### TASK DIRECTIONS
For the data below, give again exactly the lines from the one containing "Target: street light" through the one containing "like (314, 109).", both ends included, and no others.

----- RECORDS -----

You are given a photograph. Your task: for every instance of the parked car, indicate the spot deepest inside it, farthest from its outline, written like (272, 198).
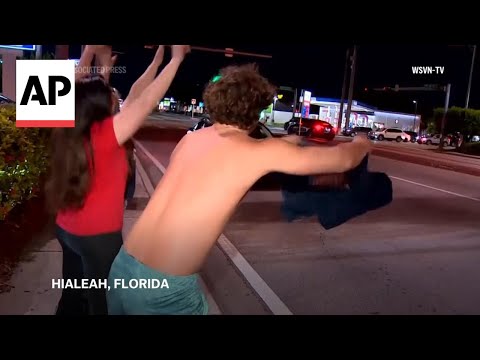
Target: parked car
(312, 128)
(389, 134)
(355, 130)
(413, 135)
(434, 139)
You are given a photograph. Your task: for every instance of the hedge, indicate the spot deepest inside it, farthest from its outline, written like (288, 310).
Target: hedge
(23, 160)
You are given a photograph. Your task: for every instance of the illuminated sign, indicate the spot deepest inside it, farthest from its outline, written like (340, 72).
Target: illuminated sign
(307, 95)
(20, 47)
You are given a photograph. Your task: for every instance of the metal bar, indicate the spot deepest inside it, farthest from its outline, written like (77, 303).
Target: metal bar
(223, 51)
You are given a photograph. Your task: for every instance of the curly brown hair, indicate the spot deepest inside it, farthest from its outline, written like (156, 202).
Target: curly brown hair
(239, 96)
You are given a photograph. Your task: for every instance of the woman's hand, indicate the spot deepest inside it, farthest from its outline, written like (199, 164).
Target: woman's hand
(179, 52)
(105, 60)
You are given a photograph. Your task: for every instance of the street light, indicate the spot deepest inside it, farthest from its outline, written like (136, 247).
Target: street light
(273, 108)
(415, 117)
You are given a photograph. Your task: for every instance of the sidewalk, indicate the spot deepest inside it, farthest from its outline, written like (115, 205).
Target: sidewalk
(32, 292)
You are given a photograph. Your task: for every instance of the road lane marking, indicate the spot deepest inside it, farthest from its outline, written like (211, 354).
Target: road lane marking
(213, 308)
(271, 300)
(437, 189)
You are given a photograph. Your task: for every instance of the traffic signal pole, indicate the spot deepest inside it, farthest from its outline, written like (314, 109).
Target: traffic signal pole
(344, 90)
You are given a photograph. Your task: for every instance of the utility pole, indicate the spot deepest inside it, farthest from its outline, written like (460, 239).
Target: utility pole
(344, 90)
(350, 90)
(295, 101)
(444, 117)
(38, 52)
(470, 77)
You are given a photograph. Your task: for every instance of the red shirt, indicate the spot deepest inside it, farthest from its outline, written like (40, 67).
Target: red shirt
(104, 204)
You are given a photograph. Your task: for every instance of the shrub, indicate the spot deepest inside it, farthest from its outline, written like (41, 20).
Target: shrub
(23, 160)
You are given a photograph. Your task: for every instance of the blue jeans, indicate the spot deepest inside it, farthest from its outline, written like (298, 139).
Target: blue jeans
(86, 257)
(162, 294)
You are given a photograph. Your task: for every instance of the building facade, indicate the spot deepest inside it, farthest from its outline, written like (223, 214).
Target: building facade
(327, 109)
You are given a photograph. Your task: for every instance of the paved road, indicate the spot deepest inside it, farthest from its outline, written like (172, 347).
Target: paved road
(417, 256)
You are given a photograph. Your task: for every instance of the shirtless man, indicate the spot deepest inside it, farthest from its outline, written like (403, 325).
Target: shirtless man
(181, 224)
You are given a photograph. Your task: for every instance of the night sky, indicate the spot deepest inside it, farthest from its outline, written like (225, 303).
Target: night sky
(320, 68)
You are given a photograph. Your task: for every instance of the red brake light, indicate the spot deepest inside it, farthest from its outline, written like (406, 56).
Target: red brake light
(318, 127)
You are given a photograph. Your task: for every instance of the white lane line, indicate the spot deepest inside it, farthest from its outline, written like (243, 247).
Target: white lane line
(272, 301)
(213, 308)
(434, 188)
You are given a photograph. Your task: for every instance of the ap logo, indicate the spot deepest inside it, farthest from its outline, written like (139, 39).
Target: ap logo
(45, 93)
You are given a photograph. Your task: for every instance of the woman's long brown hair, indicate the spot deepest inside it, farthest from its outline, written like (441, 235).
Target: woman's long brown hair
(71, 153)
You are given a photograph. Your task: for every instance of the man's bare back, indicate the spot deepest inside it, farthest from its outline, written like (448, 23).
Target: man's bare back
(209, 173)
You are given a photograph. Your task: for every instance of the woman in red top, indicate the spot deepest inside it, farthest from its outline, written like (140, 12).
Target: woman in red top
(89, 173)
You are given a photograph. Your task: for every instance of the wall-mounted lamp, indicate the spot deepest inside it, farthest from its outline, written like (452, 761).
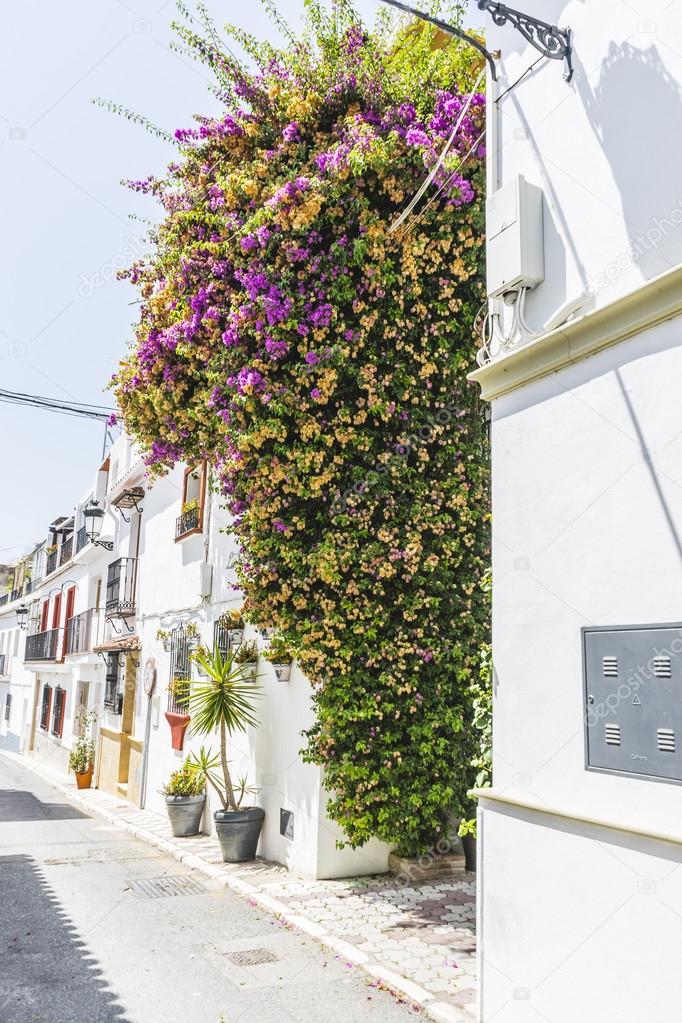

-----

### TASK ANSWER
Target: street light
(273, 108)
(415, 117)
You are given a photograph. Your task: for every instance of the sidewalk, indicate the spot deepest inside it, farthest from its outline, written like (115, 205).
Target: sidewalk
(32, 292)
You are given a photograph. Your task: for every instance of the road lane marking, indicate the spot deepest inside it, farthest from its outline, written like (211, 354).
Target: road lane marking
(213, 308)
(271, 300)
(437, 189)
You are given a photograph. Your task: for every instance of the traffic signal pole, indicate the spot deepest inside it, farthest from its outline, written like (314, 109).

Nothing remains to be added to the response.